TASK OBJECTIVE: Starting at the line that contains "the yellow high-visibility" and ending at the line that contains "x=468 y=519", rewrite every line of the records below, requests included, multiplying each coordinate in the answers by 0.9 and rounding to whole numbers, with halves rounded up. Numbers in the requests and in their format samples stay unchanged.

DATASET EXCERPTS:
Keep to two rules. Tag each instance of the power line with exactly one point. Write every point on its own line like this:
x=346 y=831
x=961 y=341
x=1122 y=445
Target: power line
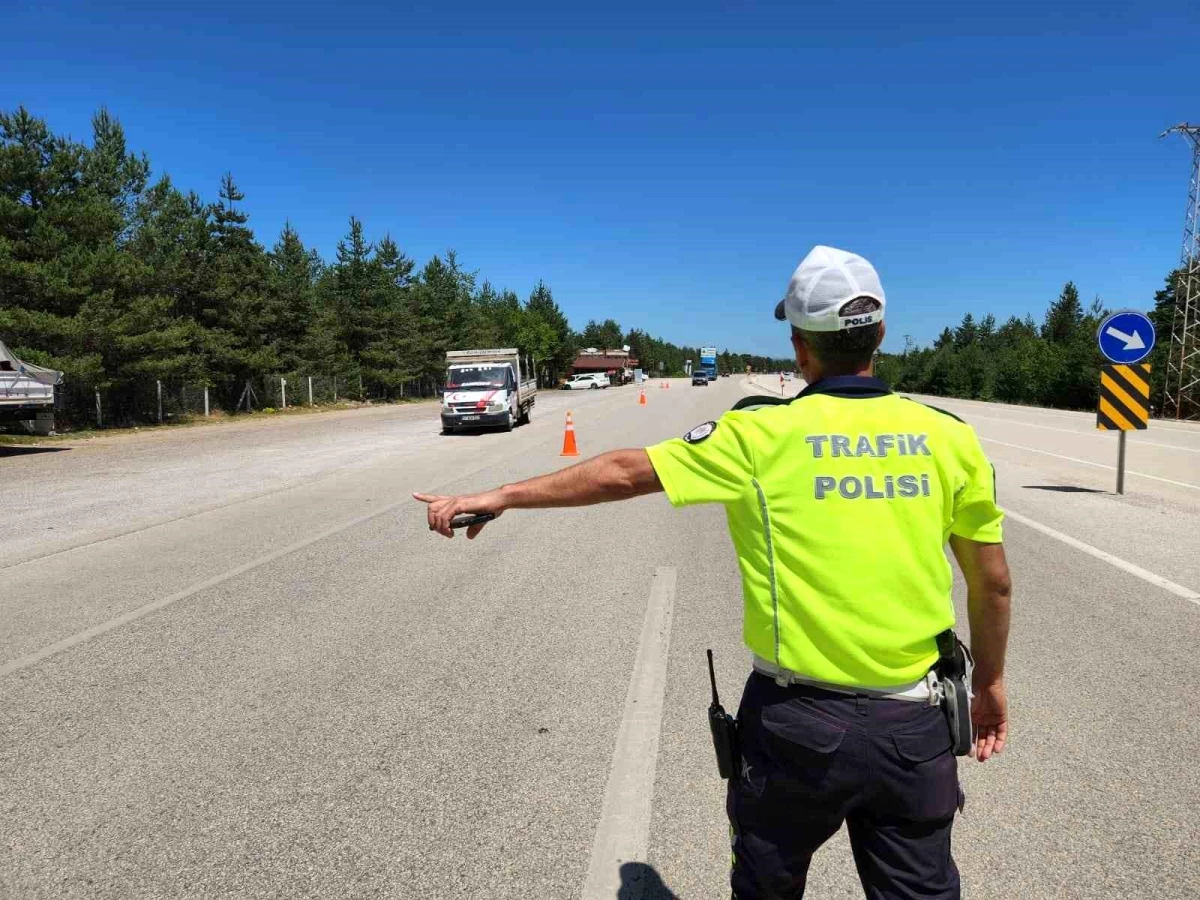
x=1181 y=394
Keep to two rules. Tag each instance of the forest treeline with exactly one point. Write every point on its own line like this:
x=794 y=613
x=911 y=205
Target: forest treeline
x=1054 y=363
x=118 y=280
x=121 y=280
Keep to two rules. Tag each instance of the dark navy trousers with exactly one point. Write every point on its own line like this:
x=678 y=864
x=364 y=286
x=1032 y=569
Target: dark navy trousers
x=813 y=760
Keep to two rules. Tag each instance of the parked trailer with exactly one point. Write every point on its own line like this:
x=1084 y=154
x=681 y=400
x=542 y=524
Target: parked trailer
x=27 y=393
x=487 y=389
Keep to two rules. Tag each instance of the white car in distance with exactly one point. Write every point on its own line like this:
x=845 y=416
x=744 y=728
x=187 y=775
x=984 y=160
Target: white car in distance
x=592 y=381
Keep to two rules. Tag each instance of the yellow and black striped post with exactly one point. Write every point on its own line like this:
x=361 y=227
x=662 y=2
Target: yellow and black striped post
x=1125 y=406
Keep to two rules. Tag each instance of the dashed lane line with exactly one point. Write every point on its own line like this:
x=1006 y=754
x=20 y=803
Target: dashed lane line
x=1117 y=562
x=623 y=832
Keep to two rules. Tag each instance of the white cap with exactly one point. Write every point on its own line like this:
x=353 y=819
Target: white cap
x=825 y=281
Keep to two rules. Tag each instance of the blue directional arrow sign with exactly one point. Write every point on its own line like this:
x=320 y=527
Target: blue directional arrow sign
x=1126 y=337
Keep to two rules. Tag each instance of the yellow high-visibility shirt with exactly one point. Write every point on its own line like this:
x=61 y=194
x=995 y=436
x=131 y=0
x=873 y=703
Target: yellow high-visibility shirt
x=840 y=503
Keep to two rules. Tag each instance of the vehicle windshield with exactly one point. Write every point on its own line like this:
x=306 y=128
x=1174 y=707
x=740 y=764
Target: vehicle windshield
x=465 y=377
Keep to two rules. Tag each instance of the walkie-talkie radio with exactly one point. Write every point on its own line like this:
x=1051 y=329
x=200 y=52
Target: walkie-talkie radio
x=725 y=730
x=953 y=669
x=468 y=519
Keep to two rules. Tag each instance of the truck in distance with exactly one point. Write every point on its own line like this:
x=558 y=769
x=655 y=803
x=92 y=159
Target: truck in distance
x=27 y=393
x=487 y=389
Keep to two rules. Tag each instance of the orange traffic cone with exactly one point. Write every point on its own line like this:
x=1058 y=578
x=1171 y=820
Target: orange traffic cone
x=569 y=448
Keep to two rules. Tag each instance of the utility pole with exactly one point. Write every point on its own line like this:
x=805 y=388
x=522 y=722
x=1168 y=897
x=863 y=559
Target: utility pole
x=1181 y=396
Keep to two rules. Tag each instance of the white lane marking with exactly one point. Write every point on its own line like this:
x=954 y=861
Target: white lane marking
x=1192 y=429
x=1089 y=462
x=624 y=828
x=1139 y=442
x=1135 y=570
x=162 y=603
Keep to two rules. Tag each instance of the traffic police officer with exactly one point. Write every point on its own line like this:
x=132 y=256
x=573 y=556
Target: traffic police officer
x=840 y=503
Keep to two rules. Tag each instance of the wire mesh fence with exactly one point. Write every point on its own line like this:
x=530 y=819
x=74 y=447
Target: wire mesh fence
x=165 y=401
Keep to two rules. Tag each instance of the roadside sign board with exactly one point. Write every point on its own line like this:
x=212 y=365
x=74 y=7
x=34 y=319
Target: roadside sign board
x=1125 y=403
x=1125 y=397
x=1126 y=337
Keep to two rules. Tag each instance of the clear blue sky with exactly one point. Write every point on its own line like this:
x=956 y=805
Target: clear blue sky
x=666 y=165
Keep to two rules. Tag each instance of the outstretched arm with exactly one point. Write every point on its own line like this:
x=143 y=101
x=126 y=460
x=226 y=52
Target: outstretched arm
x=989 y=598
x=616 y=475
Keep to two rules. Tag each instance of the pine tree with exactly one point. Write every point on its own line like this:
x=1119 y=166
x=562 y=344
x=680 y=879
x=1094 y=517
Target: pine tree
x=1065 y=316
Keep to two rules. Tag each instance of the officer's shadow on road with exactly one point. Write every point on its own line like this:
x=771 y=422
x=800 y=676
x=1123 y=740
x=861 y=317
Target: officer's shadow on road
x=1063 y=489
x=22 y=450
x=640 y=881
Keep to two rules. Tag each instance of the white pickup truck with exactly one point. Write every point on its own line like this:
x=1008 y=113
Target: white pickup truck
x=27 y=393
x=487 y=389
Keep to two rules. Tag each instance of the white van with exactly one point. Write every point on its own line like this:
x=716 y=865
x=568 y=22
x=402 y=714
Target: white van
x=592 y=381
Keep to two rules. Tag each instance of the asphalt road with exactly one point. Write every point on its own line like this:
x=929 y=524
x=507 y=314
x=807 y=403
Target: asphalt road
x=234 y=664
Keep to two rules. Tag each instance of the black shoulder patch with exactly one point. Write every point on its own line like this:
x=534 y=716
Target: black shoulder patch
x=936 y=409
x=759 y=402
x=701 y=432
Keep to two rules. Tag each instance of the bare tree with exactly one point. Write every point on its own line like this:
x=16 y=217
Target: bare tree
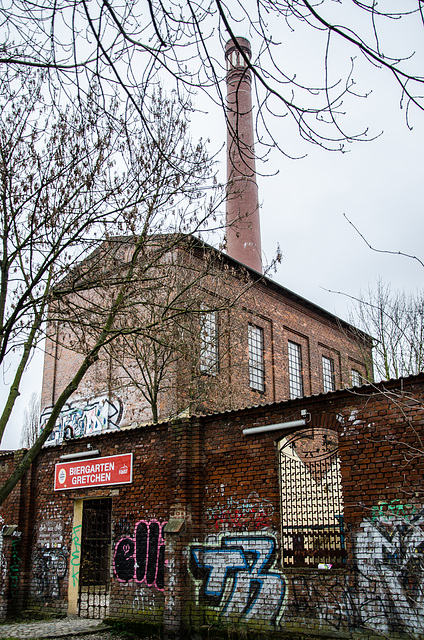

CORRECT RESPONSE:
Keep to two rules. Tag each instance of the yellow high-visibility shirt with exactly one point. Write every point on its own line like this:
x=61 y=194
x=995 y=436
x=131 y=0
x=873 y=703
Target: yellow high-visibility shirt
x=756 y=453
Keep to two rules. Tag each instance of the vehicle windshield with exactly one point. Write every point on its own line like this:
x=306 y=128
x=1174 y=707
x=740 y=764
Target: vehicle windshield
x=419 y=339
Keep to two rules. Tag each instance of the walkie-talkie radio with exactly one point. Write every point on its own line like this:
x=1051 y=329
x=200 y=52
Target: walkie-talkie radio
x=653 y=657
x=858 y=602
x=421 y=467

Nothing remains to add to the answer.